◆ ACTION ITEM
A complete, exact copy of the records below is the required result.
──────────────────────────────
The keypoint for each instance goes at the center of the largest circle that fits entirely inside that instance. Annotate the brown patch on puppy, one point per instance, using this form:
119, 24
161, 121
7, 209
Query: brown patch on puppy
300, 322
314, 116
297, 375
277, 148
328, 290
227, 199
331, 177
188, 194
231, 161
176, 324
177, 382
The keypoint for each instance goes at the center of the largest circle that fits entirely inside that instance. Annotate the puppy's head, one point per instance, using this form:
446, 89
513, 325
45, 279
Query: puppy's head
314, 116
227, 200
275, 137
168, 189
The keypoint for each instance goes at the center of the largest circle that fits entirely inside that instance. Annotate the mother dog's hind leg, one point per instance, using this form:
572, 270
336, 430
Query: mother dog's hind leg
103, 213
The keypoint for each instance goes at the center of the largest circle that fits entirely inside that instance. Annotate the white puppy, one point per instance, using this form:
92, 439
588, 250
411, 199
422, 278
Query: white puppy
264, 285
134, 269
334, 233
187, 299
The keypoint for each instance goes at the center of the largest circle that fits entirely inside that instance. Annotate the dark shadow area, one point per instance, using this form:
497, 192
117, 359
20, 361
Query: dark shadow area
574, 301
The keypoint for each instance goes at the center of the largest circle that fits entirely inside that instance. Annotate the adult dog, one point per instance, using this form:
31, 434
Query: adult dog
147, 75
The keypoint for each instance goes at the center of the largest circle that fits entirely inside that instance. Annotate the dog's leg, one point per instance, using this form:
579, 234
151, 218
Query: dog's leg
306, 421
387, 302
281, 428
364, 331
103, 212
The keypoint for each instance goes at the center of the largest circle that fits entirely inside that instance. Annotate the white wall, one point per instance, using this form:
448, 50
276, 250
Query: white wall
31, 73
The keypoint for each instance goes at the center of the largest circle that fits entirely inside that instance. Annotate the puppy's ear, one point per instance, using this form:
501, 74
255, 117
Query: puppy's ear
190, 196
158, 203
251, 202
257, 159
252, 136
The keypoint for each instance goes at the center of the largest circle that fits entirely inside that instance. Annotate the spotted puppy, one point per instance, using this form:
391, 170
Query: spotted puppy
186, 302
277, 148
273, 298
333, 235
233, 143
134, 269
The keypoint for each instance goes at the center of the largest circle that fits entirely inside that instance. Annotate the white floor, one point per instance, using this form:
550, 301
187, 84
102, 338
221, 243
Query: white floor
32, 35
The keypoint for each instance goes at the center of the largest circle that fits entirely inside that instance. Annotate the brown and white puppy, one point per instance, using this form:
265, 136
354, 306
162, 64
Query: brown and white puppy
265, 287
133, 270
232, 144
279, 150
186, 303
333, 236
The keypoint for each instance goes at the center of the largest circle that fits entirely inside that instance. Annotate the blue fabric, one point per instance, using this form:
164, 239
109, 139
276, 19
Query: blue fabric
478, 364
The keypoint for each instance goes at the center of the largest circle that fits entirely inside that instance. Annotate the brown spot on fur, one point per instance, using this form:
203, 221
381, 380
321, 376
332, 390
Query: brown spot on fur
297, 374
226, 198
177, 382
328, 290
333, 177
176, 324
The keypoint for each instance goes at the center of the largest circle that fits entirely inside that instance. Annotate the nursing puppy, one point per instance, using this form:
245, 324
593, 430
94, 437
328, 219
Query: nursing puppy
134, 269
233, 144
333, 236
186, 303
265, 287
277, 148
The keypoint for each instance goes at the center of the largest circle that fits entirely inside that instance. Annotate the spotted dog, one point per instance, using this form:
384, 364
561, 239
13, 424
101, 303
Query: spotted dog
──────────────────────────────
◆ EXERCISE RESPONSE
The keypoint for each instance goes at the center of the largest circle that fits entirely inside that instance. Annotate the brown patch on puppy, one point per instance, using this form:
119, 24
161, 121
7, 209
Query: brown patch on puppy
300, 322
314, 116
297, 375
277, 148
328, 290
227, 199
331, 177
188, 194
231, 161
176, 324
177, 382
The keypoint for each instance goes at the center of the largest circle that fits entirely inside that instance. Annotate the puppy's head, one point per instance, using this form:
446, 89
513, 325
45, 279
Query: puppy's head
314, 116
227, 200
275, 137
168, 189
The keypoint for each instance goes at the center of the largest circle that fits entirely inside that instance. Annotate the mother dog's hind leg, one point per instance, using this form:
572, 270
336, 430
Query: mother dog's hind leg
103, 213
The keypoint for each instance goes at the center of the largest circle that fits entirely inside that instance. Annotate the white puppy, one point per instance, using this form:
92, 439
588, 250
411, 199
422, 278
Query: white puppy
264, 285
134, 269
334, 233
187, 299
The keypoint for each instance goes at the center of the largest circle that fits entirely inside that instance. Annotate the dark shadow area, one point per instance, using this form:
497, 192
117, 359
20, 361
Query: dark shadow area
574, 301
The keypoint for each instance goes at the center of the largest circle that fits entirely inside that instance. Annotate the adult dog, one point per instance, using this form:
31, 434
Query: adult dog
147, 75
The keypoint for each instance goes at the center of the largest circle that fits entirely inside that instance. Annotate the dog's leg, one point per instance, using this form:
579, 234
151, 218
Query: dog's leg
306, 421
387, 302
281, 428
364, 331
103, 212
The keypoint for each instance goes at the center of the largest circle that fits entirely inside that instance. Annotate the white wall, one point per instance, using this form:
448, 50
276, 250
Query: white wall
31, 73
The keypoint for each instance goes at the center of the largest circle that fits entirely inside that instance. Annotate the puppy's ear, one point per instance, using this form:
501, 74
255, 117
Query: puppy's ear
190, 196
158, 203
251, 202
257, 159
252, 136
The keypoint for each instance goes at the center of the largest circle that fits entirely inside that instance. Annotate the spotted puppy, one point per instance, using this form:
391, 170
Query: spotted puppy
186, 302
277, 148
273, 298
333, 235
233, 143
134, 269
The keypoint for each instance goes at the center of the largest circle that fits entirely inside that instance. Annotate the white floor, one point per instance, using this form:
550, 301
187, 84
102, 338
221, 243
Query: white floor
32, 35
The keypoint for each instance goes at the center of the largest circle that fits entirely inside that instance. Annotate the brown and white puppy, one point per instance, using this form:
265, 136
354, 306
162, 64
Query: brown and white puppy
265, 287
133, 270
232, 144
279, 150
186, 303
333, 236
The keypoint for each instance goes at the center of the largest circle that fits entirely inside that instance. Annotate the blue fabric, one point per instance, using this form:
164, 239
109, 139
276, 19
Query: blue fabric
478, 364
The keypoint for each instance goes at the center of the largest circle that fits entirely inside that instance. Annotate the brown spot on fur, one point per instance, using this form:
203, 221
381, 380
321, 376
332, 390
Query: brown spot on fur
297, 374
226, 198
177, 382
328, 290
333, 177
176, 324
The keypoint for each instance goes at the center of the largest circle that fits entirely inside that instance. Annotate the nursing puppy, one point per instance, using this form:
245, 324
593, 430
94, 437
328, 219
Query: nursing puppy
134, 269
233, 144
333, 236
186, 303
265, 287
277, 148
The keypoint for each instance goes at the center of the largest circle that fits entirely inside that instance. Annotate the spotted dog, one point per instance, using this form:
384, 364
561, 239
13, 424
101, 303
Query: spotted dog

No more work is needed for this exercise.